## DETALHES DA TAREFA
Reproduza fielmente a parte do texto sobre o artigo 73 do Código Penal que se inicia nas palavras que contêm "A aberratio criminis muito" e se encerra em "um dos fatos?".

## TRECHO SELECIONADO
- - - - -
1-O Artigo 73 do CP e a Aberratio Ictus
O artigo 73 do Código Penal trata do erro na execução, versando sobre fato que na fórmula latina tomou a referência de "aberratio ictus".
O citado dispositivo se refere a hipóteses quando por acidente ou erro na execução, o agente, ao invés de atingir a pessoa que pretendia ofender, atinge pessoa diversa. Inicialmente, é de consignar que o dispositivo, ao referir-se a acidente ou erro na execução está, na verdade referindo-se a um fato que resultará não de dolo direito ou eventual, mas a rigor de culpa. O vocábulo acidente está relacionado à situação não desejada, assim como a figura do erro. Estaremos, portanto, tratando de resultados preterdolosos, significa, decorrentes de culpa, mas resultantes de uma ação dolosa.
Também é pertinente a correta individualização do erro na execução frente a institutos assemelhados, como sejam, o error in personam e a aberratio criminis.
O error in personam liga-se à incorreta representação subjetiva em relação à vítima. O agente pretende atingir a B, mas engana-se quanto a sua identidade, a acaba atingindo a C. O caso nada tem com o erro na execução, que também pode estar presente, concomitantemente. Já na aberratio ictus, "não se cuida de ausência de representação do fato no espírito do agente, nem de representação destoante da realidade" [1]. Neste caso, o agente pretende atingir a B, sabe exatamente quem, é e inicia a execução do delito contra este, mas por acidente ou erro na execução, não desejados, e portanto preterdolosos, vem a atingir a C.
A aberratio criminis muito se assemelha a aberratio ictus. O fator diferencial é que na aberratio criminis, ocorre resultado diverso, ou seja, crime diverso. Há, portanto, ofensa a bem jurídico diverso.
O erro na execução pode ter unidade simples ou complexa. A primeira ocorre quando somente o terceiro é atingido. A segunda ocorre quando, além do terceiro, também a vítima efetivamente pretendida é atingida.
Mas a questão nodal da presente abordagem resulta da remissão feita pelo artigo 73 ao artigo 70, ambos do Código Penal, o qual (este último) traz a fórmula do concurso formal. A problemática está relacionada especialmente à tentativa de homicídio quando ambas as vítimas são atingidas.
Haverá concurso formal de duas tentativas, de uma tentativa com lesão, ou absorção de um dos fatos?
Passemos à análise das hipóteses.
- - - - -
## Trechos de dados de caixas delimitadoras
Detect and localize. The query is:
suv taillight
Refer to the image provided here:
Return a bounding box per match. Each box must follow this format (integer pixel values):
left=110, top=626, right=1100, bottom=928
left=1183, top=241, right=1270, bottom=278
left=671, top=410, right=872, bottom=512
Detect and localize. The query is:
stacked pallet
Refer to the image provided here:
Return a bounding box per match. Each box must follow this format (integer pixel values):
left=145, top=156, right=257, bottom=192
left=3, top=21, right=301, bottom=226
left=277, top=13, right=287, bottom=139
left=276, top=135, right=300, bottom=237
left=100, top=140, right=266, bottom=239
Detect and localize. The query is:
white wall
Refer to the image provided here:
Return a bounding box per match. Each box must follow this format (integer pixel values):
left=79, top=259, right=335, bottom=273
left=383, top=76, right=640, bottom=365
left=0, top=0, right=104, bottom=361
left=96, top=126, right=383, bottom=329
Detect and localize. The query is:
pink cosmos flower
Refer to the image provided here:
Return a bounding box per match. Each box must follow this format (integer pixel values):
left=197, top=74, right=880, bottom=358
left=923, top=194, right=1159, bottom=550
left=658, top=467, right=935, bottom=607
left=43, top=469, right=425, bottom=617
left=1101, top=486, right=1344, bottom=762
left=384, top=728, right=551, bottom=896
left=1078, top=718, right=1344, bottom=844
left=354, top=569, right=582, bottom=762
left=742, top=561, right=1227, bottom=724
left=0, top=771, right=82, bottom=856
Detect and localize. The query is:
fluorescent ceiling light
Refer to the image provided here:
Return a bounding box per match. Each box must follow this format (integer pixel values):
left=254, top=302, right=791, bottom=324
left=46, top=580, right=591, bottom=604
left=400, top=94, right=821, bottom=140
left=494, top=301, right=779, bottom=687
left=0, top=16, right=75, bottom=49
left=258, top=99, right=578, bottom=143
- - - - -
## RESPOSTA COMPLETA
A aberratio criminis muito se assemelha a aberratio ictus. O fator diferencial é que na aberratio criminis, ocorre resultado diverso, ou seja, crime diverso. Há, portanto, ofensa a bem jurídico diverso.
O erro na execução pode ter unidade simples ou complexa. A primeira ocorre quando somente o terceiro é atingido. A segunda ocorre quando, além do terceiro, também a vítima efetivamente pretendida é atingida.
Mas a questão nodal da presente abordagem resulta da remissão feita pelo artigo 73 ao artigo 70, ambos do Código Penal, o qual (este último) traz a fórmula do concurso formal. A problemática está relacionada especialmente à tentativa de homicídio quando ambas as vítimas são atingidas.
Haverá concurso formal de duas tentativas, de uma tentativa com lesão, ou absorção de um dos fatos?